* OPDRACHTEN:
1 - Vat het tekstfragment samen in twee zinnen.
2 - Herhaal woordelijk het deel van het tekstfragment dat begint bij "4.Beoordeling van het" en doorloopt tot en met "op belanghebbende drukken.".
3 - Wanneer is er volgens het tekstfragment plaats voor een uitzondering op het beginsel dat aan het verslag van een deskundige kosten voor de belanghebbende zijn verbonden?

* TEKSTFRAGMENT:
4.Beoordeling van het middel

4.1
Het middel klaagt over het oordeel van het Hof dat de kosten van het taxatierapport niet voor vergoeding in aanmerking komen. Het middel betoogt dat dit oordeel onbegrijpelijk is gemotiveerd omdat niet in geschil was dat de kosten van de taxatie op belanghebbende drukken.
4.2
Bij de beoordeling van het middel moet worden vooropgesteld dat geen aanleiding bestaat voor toekenning van een proceskostenvergoeding aan een partij, voor zover het gaat om een post ter zake waarvan door die partij geen kosten zijn of worden gemaakt. [2] Indien, zoals in dit geval, een deskundige als bedoeld in artikel 1, letter b, van het Besluit proceskosten bestuursrecht (hierna: het Besluit) in een bestuursrechtelijke procedure aan de belanghebbende of aan diens gemachtigde een verslag heeft uitgebracht met het oog op die procedure, dient de rechter in beginsel ervan uit te gaan dat daaraan voor die belanghebbende kosten zijn verbonden. Voor een uitzondering op dit beginsel is slechts plaats indien het bestuursorgaan het tegendeel stelt en, in geval van betwisting, aannemelijk maakt. [3] De omstandigheid dat de deskundige voor het taxatierapport een factuur heeft gestuurd aan de gemachtigde, volstaat daarvoor niet.

(Gegevens voor objectverankering in natuurlijke taal)
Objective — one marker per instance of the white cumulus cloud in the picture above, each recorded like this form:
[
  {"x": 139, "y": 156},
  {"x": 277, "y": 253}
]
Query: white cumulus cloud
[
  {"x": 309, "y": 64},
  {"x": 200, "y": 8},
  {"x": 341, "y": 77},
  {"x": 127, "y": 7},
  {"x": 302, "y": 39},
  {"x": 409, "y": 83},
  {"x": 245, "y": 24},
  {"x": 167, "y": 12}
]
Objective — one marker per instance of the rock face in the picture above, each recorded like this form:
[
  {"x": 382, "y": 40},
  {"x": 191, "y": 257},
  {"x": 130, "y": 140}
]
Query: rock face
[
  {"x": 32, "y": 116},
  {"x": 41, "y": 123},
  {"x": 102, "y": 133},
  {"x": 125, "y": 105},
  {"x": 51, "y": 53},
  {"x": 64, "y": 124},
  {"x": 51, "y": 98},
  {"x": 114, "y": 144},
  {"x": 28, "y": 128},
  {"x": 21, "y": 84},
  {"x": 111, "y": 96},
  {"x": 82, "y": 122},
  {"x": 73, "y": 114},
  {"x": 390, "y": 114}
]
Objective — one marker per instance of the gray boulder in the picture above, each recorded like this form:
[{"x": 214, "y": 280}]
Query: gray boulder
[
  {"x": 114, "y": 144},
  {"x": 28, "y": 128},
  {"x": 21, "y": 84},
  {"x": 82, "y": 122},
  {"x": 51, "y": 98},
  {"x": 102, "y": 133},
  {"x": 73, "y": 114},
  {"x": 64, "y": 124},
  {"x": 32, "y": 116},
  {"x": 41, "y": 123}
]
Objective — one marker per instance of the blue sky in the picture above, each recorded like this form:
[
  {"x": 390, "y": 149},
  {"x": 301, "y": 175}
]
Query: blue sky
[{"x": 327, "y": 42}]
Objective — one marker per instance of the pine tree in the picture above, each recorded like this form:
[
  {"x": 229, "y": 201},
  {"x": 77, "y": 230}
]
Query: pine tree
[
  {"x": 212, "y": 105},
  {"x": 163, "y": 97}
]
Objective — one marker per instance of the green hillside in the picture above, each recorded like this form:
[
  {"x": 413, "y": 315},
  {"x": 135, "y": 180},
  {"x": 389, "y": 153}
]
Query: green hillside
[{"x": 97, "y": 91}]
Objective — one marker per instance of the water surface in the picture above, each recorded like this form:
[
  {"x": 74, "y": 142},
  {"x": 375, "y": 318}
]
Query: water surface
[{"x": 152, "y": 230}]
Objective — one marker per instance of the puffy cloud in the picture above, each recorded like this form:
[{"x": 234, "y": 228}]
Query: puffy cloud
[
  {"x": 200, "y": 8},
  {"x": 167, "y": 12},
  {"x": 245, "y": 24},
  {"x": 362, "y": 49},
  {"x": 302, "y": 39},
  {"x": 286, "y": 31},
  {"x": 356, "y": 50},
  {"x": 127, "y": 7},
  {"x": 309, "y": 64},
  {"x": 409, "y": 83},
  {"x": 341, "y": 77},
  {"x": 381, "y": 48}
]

* * *

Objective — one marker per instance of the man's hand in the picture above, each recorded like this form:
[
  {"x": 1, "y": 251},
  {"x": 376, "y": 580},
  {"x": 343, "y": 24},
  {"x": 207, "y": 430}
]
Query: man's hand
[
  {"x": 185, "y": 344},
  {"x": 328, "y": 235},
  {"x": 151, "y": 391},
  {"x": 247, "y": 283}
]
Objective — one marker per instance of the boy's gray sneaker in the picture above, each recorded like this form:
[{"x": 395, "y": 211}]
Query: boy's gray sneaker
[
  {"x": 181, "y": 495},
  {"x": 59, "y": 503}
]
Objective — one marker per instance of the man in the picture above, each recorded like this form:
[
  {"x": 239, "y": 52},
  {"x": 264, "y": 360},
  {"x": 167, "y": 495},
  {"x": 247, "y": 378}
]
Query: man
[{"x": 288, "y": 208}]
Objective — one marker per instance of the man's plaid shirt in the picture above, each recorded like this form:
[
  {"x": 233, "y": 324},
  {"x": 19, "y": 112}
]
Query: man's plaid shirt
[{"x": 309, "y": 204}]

...

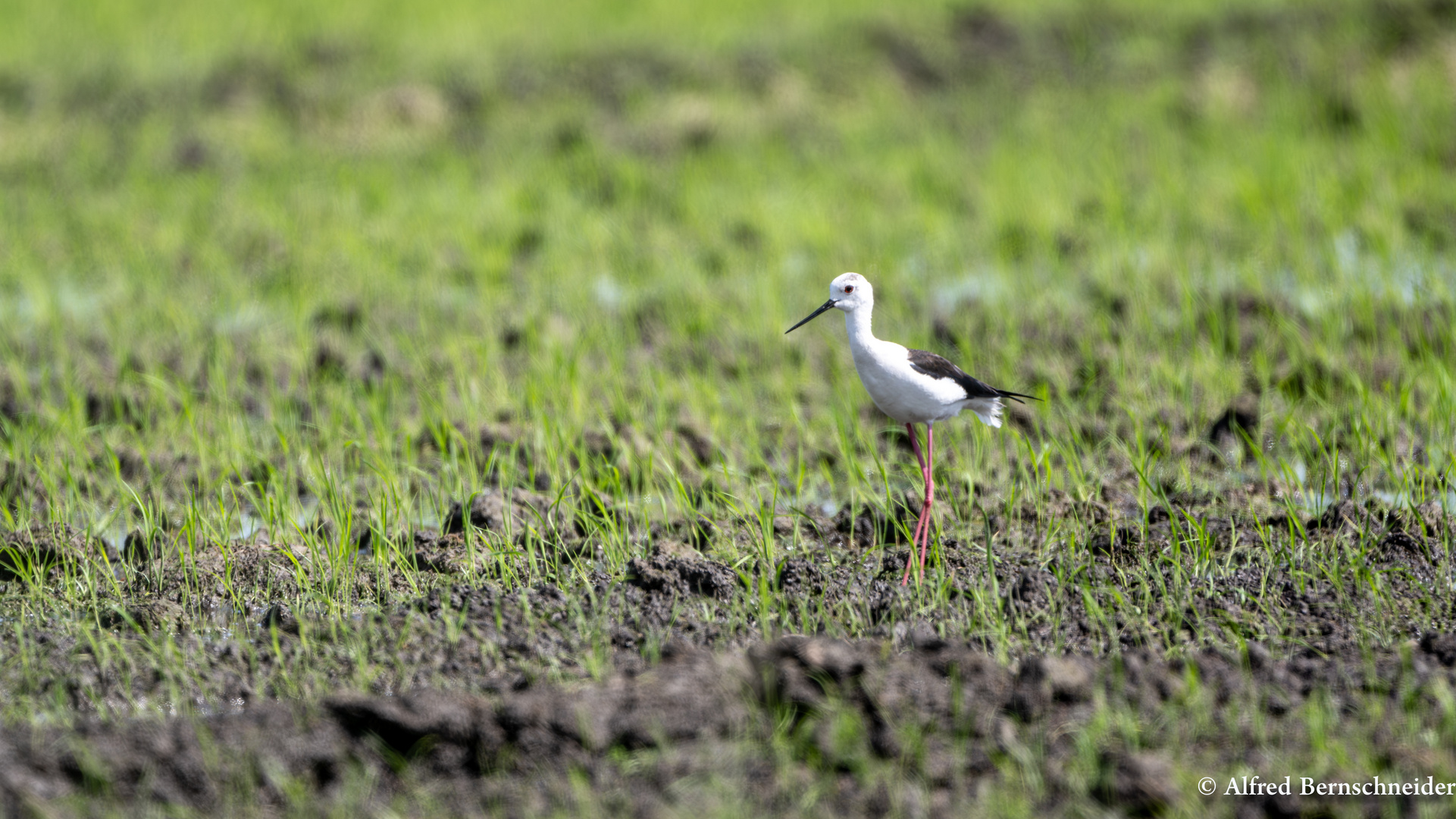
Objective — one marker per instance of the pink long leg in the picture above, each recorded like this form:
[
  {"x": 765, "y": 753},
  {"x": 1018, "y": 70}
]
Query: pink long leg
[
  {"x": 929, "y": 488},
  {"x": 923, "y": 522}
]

* UITWERKINGEN:
1 - Het middel betoogt dat het oordeel van het Hof, dat de kosten van het taxatierapport niet voor vergoeding in aanmerking komen, onbegrijpelijk is gemotiveerd, omdat niet in geschil was dat die kosten op belanghebbende drukken. Heeft een deskundige met het oog op de procedure een verslag uitgebracht, dan moet de rechter er in beginsel van uitgaan dat daaraan kosten voor de belanghebbende zijn verbonden, tenzij het bestuursorgaan het tegendeel stelt en bij betwisting aannemelijk maakt; een factuur aan de gemachtigde volstaat daarvoor niet.

2 -
4.Beoordeling van het middel

4.1
Het middel klaagt over het oordeel van het Hof dat de kosten van het taxatierapport niet voor vergoeding in aanmerking komen. Het middel betoogt dat dit oordeel onbegrijpelijk is gemotiveerd omdat niet in geschil was dat de kosten van de taxatie op belanghebbende drukken.

3 - Alleen als het bestuursorgaan het tegendeel stelt en dat, in geval van betwisting, aannemelijk maakt.